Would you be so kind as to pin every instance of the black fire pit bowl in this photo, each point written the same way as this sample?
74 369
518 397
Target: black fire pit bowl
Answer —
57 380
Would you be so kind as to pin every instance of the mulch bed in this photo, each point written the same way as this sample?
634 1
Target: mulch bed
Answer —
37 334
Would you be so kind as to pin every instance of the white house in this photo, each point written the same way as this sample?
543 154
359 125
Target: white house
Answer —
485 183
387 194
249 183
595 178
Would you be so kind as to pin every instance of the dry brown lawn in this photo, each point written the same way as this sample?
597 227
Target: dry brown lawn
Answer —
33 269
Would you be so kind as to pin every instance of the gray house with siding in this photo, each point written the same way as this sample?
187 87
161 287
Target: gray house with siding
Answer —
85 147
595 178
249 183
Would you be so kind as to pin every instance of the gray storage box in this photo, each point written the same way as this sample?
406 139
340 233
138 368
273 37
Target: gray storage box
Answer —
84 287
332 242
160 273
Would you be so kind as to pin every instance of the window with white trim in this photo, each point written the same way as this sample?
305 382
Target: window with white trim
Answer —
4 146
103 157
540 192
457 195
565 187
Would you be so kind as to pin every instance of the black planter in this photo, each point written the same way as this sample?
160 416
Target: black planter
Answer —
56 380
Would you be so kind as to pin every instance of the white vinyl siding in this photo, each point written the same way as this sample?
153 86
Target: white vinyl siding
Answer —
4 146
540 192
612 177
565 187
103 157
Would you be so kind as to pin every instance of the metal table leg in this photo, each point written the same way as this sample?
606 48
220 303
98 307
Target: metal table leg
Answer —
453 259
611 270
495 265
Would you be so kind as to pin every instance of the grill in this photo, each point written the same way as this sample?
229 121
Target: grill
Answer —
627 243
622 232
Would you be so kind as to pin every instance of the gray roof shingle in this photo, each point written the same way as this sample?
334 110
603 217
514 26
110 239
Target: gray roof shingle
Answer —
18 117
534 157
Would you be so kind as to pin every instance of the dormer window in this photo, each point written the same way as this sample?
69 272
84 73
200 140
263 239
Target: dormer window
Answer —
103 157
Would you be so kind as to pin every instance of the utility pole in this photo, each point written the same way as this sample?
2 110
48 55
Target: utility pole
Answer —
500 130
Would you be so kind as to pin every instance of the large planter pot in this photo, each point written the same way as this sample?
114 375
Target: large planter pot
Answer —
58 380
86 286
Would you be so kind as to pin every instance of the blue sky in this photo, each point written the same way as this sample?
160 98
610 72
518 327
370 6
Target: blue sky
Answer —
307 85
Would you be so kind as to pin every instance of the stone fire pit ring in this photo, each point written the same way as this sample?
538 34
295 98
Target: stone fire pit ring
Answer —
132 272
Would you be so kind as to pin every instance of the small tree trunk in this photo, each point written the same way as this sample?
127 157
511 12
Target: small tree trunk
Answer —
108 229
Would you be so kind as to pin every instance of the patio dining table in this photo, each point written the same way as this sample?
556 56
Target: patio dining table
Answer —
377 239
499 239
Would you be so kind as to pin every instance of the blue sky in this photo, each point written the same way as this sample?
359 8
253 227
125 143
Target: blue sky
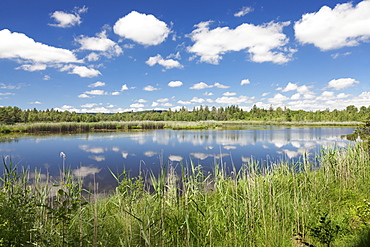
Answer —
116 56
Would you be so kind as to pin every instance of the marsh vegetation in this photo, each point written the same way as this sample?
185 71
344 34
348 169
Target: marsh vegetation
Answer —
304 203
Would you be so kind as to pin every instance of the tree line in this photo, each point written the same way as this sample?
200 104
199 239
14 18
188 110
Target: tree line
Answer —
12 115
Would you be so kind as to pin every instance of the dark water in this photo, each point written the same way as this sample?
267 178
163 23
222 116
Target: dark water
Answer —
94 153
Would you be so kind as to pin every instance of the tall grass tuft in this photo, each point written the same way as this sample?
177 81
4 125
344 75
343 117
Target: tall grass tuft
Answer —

■ **Gevraagd werk**
Geef alle records hierboven weer als een JSON-lijst van strings, met één string per regel en zonder lege regels. Laat de afbeeldingen weg uit het antwoord.

■ **Uitgewerkte oplossing**
[
  "Would you be so kind as to pin every instance of the black fire pit bowl in this photo, each point written the same way as this sample?",
  "74 369",
  "518 397",
  "Target: black fire pit bowl",
  "Answer —",
  "57 380",
  "Would you be so kind as to pin every instance of the mulch bed in this photo, each point written the same way as this sample?",
  "634 1",
  "Target: mulch bed",
  "Answer —",
  "37 334",
  "Would you be so kind as to pin every instance of the white house in this photo, each point written the same way as this sample?",
  "543 154",
  "359 125",
  "Target: white house",
  "Answer —",
  "485 183",
  "387 194",
  "249 183",
  "595 178",
  "Would you be so kind as to pin every instance of the dry brown lawn in this photo, each point written the same way as this sample?",
  "597 227",
  "Target: dry brown lawn",
  "Answer —",
  "33 269",
  "Would you be so kind as to pin every instance of the gray house with siding in this photo, each point written the same way as this sample?",
  "187 87",
  "161 287",
  "Target: gray house with siding",
  "Answer —",
  "85 147",
  "595 178",
  "249 183",
  "Would you be so kind as to pin every instance of the gray storage box in this photo, each point written the same way as this sample?",
  "406 139",
  "340 233",
  "138 368",
  "273 37",
  "Target: gray storage box",
  "Answer —",
  "84 287",
  "332 242",
  "160 273",
  "Would you be so kind as to pin every instance of the window with white trim in this photo, each point written the same way as this sample?",
  "305 382",
  "Target: window with white trim",
  "Answer —",
  "4 146",
  "103 157",
  "540 192",
  "457 195",
  "565 187",
  "Would you be so kind as to pin every instance of the black planter in this photo, each point written the same way as this sample?",
  "160 416",
  "Target: black planter",
  "Answer —",
  "56 380",
  "Would you be so kind as to pin every instance of the white vinyl siding in this photo, each point written the same way as this sample?",
  "153 86",
  "Target: white vinyl siding",
  "Answer —",
  "4 146",
  "540 192",
  "612 177",
  "565 187",
  "103 157",
  "Would you be so kind as to pin every instance of the metal table leg in this photo, each point written the same way as this sample?",
  "606 48",
  "220 303",
  "98 307",
  "Target: metal table leg",
  "Answer —",
  "453 259",
  "611 270",
  "495 265",
  "Would you be so kind as to pin every instance of the grill in this photo, each point written the same way as this sample?",
  "229 121",
  "Target: grill",
  "Answer —",
  "627 243",
  "622 232",
  "Would you be so kind as to pin every instance of the gray roof shingle in this photo, each point written the same way as this sample?",
  "334 110",
  "603 217",
  "514 26",
  "110 239",
  "Target: gray roof shingle",
  "Answer —",
  "18 117",
  "534 157",
  "Would you be so kind as to pin every instance of the dormer window in this photo, each point written the same way as this sample?",
  "69 272",
  "84 73",
  "200 140",
  "263 239",
  "Target: dormer window",
  "Answer —",
  "103 157",
  "Would you be so kind as to pin every instance of the utility pole in this photo, each point written the same way as this sample?",
  "2 110",
  "48 55",
  "Target: utility pole",
  "Answer —",
  "500 130",
  "Would you be so kind as to pin every instance of the large planter pot in this photo, each point written the same way as this sample?",
  "114 375",
  "Target: large planter pot",
  "Answer —",
  "58 380",
  "86 286",
  "Would you be so kind as to pin every instance of the blue sky in this photo, each point written the same way as this sample?",
  "160 98",
  "610 72",
  "518 327",
  "370 6",
  "Target: blue sky",
  "Answer —",
  "307 85",
  "Would you be so kind as to pin every instance of the stone fire pit ring in this photo, each point written the same way as this sample?",
  "538 34",
  "295 98",
  "Target: stone fire pit ring",
  "Answer —",
  "132 272",
  "Would you be so kind as to pin every instance of the small tree trunk in this photo, each point written the same way as this sample?",
  "127 157",
  "511 12",
  "Target: small tree trunk",
  "Answer —",
  "108 229",
  "Would you be so kind as to pin every instance of the patio dining table in this photo, each point written the same way as this sample?",
  "556 56",
  "Target: patio dining table",
  "Answer —",
  "377 239",
  "499 239",
  "Would you be so kind as to pin every instance of the blue sky in this photo, each point written the same way as this sample?",
  "359 8",
  "253 227",
  "125 143",
  "Target: blue sky",
  "Answer —",
  "116 56",
  "Would you be so kind as to pin every instance of the marsh vegetation in this photo, each point written the same way as this sample?",
  "185 71",
  "344 34",
  "348 169",
  "Target: marsh vegetation",
  "Answer —",
  "304 203",
  "Would you be so kind as to pin every instance of the tree line in this photo, each point written the same way as this sample?",
  "200 104",
  "199 239",
  "14 18",
  "188 110",
  "Target: tree line",
  "Answer —",
  "12 115",
  "Would you be so kind as to pin every instance of the dark water in this photo, each point written the same way as this sample?",
  "267 178",
  "163 23",
  "222 116",
  "Target: dark water",
  "Answer —",
  "94 153",
  "Would you be so kind as to pin every instance of the tall grass tuft in this photo, each point written the same way as this sample?",
  "177 81",
  "4 125",
  "344 75",
  "343 117",
  "Target: tall grass tuft",
  "Answer —"
]